• _Explore the material_:
1. From the local plan comments, list every code beginning with "SS" that is paired with a site name, together with that site name.
2. Answer these from the local plan comments:
(a) Which beck does the northern boundary of Land East of Metcalfe Lane mostly run along?
(b) How many dwellings are given for Terry's Extension Sites ST16?
(c) Which cycle path runs alongside the Nestle South site boundary?
3. Take the local plan comments further from the last sentence shown.

• _Exercise text_:
━━━

Amenity and recreational open space in the area for existing and new residents should also be protected.
The potential for a tram/train/light rail link through this site to the railway station shouldn’t be a long term possibility but an immediate strategic transport priority. It should be mentioned here in SS^, not in SS7.
SS7 Civil Service Sports Ground
The serious concerns about the traffic impact from this site and the cumulative impact with the British Sugar site are noted, but no solutions offered ….
SS9 Land East of Metcalfe Lane
3.43 mentions ‘The northern boundary runs along Tang Hall Beck for the most part’ and yet there is no mention of the importance of flood mitigation measures in the site principles. This is for a very significant number of dwellings which could have a very serious impact on surface water drainage into the Beck, which could have impacts for large areas of the city. An additional principle to this effect should be added.
SS10 Land north of Monks Cross
Principle iv) and the paragraph to begin ‘Create a new green wedge ….’ If this needed, which it would seem it is, then it should be a clear part of the strategic plan.
SS12 Land West of Wigginton Road. This site is too small to stand alone as a sustainable garden village, but is still very large as a development site which if built without additional sustainable transport provision will generate unacceptable traffic congestion both in the immediate area and on arterial routes into the north of the city centre. Reducing the numbers on this site should be considered.
Policy SS13: Land West of Elvington Lane
Whilst the new settlement will include affordable housing, there is no mention of making the new build affordable to run for everyone. In keeping with our climate change commitments and One Planet York as well as tackling fuel poverty, the principles must include a commitment to high standards of sustainable building. Design should not be constrained by an implication that the new ‘village’ should look exactly the same as villages built in previous centuries.
Policy SS14: Terry’s Extension Sites ST16 111 dwellings
General comment: there is no reference to affordable housing on this site. A principle requiring affordable housing should be added – this site which was originally subject to widespread resident consultation has hugely disappointed by delivering housing and other services that are way beyond the budget of most local residents.
Terry’s Car Park site
Support this principle: ii. Be of a low height and complement existing views to the factory building and clock tower from the Ings, Bishopthorpe Road and the Racecourse. Add ‘Development should complement the rural character of the Ings up to where it joins the cycle path and incorporate a suitably graded disabled accessible route between Bishopthorpe Rd and the riverside.’
Add ‘v) A full controlled pedestrian and cycle crossing must be provided to facilitate access between the main site and this extension.’
Policy SS15: Nestle South
iv. Maximise accessibility and connectivity to the city centre and local area by pedestrian and cycle routes, including direct access from the site to the Foss Island Cycle Path which runs alongside the site boundary.

━━━

• _Source material_:
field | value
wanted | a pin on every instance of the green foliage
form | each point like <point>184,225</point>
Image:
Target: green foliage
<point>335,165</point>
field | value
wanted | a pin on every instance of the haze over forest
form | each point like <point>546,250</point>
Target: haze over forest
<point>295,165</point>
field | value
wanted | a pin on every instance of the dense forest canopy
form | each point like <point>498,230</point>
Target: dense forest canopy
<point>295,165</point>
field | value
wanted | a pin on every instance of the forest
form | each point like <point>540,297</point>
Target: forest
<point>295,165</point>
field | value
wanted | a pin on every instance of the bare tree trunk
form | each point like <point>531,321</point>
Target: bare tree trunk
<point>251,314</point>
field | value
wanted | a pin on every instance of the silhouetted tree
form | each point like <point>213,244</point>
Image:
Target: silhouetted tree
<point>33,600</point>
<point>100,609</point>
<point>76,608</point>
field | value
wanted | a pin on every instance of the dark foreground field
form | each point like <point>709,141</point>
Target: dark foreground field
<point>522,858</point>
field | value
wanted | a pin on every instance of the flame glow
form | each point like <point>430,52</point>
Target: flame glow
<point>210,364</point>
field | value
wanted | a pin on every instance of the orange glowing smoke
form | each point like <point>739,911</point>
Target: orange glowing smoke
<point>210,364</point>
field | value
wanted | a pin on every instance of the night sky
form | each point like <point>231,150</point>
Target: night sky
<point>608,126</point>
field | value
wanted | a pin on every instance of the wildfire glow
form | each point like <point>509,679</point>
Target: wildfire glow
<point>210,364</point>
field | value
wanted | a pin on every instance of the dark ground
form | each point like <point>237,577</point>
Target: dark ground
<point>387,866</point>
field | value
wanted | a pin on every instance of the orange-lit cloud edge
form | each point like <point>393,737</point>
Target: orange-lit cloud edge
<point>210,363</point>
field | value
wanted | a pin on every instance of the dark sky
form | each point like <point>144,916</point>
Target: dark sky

━━━

• _Replies_:
1.
SS7: Civil Service Sports Ground
SS9: Land East of Metcalfe Lane
SS10: Land north of Monks Cross
SS12: Land West of Wigginton Road
SS13: Land West of Elvington Lane
SS14: Terry's Extension Sites
SS15: Nestle South

2.
(a) Tang Hall Beck
(b) 111
(c) The Foss Island Cycle Path

3.
vii. Assess appropriate access from both Haxby Road and Wigginton Road along with associated junction improvements as necessary through Transport Assessment and Travel Plan. Access between Haxby Road and Wigginton Road will be limited to public transport and walking/cycling links only. Strongly support. Add ‘segrated, purpose built cycle link’.
Phase 2 must include an assessment of the need for any further on-site community facilities such as community meeting space, local shops, cafes, doctor’s surgery, childcare facilities, on-site open space and play areas.
These requirements should be included in more detail in the site principles both in order to provide appropriate amenity for residents and to reduce the need to travel in an area where the traffic impact is going to be very challenging. Why is there no more detail in the site principles? Phase 2 should include areas of car free development with car club provision.
Policy SS19: Queen Elizabeth Barracks
Serious concerns about the impact on the biodiversity of Dtrensall Common would call in doubt the viability of this site.
SS20 Imphal Barracks
We do not support this being allocated for housing, particularly given the constraints of historic and Listed buildings, proximity to Walmgate Stray, fine mature trees on parts of the site, the Conservation Area status at the front of the site, and the existing congestion and pollution constraints on access from and to Fulford Rd/ A 19. We consider that IF it is ultimately closed at the end of the plan period it should be identified as mixed use to reflect its current important role in local employment as well as accommodation for army personnel. In terms of housing numbers, if the Barracks is vacated there will also be some further 70 or more ‘Army houses’ outside the confines of the barracks in Bray Rd, Smith Close, Broadway Close etc that will become available. Any new development would have to look closely at sustainable travel options since the A19 operates above capacity already at peak times and is an Air Quality Monitoring Area because of dangerously high air pollution levels. We would like to see a long term strategy for modern public transport such as light rail linking from Germany Beck alongside the Imphal Barracks and on towards the city centre. This should be added to the strategic transport network plan as a long term project for which initial feasibility work is commissioned now to evidence the sustainability and viability of the site.
SECTION 4: ECONOMY & RETAIL
Policy EC1 Provision of Employment Land
Add in ‘Small windfall sites will be considered for employment land where they can be demonstrated to meet a local need and cause adverse impacts.
Policy EC2 Loss of Employment Land – what can we put in to make this policy meaningful?
Policy EC3 Business and industrial uses within residential areas
First bullet point – why the focus on 4 and 5 star hotels? ‘Encourage development of a wide range of accommodation to suit all pockets and thereby encourage overnight stays.’ Surely B & Bs are struggling in York and yet retain far more money in the local economy than corporately owned hotels.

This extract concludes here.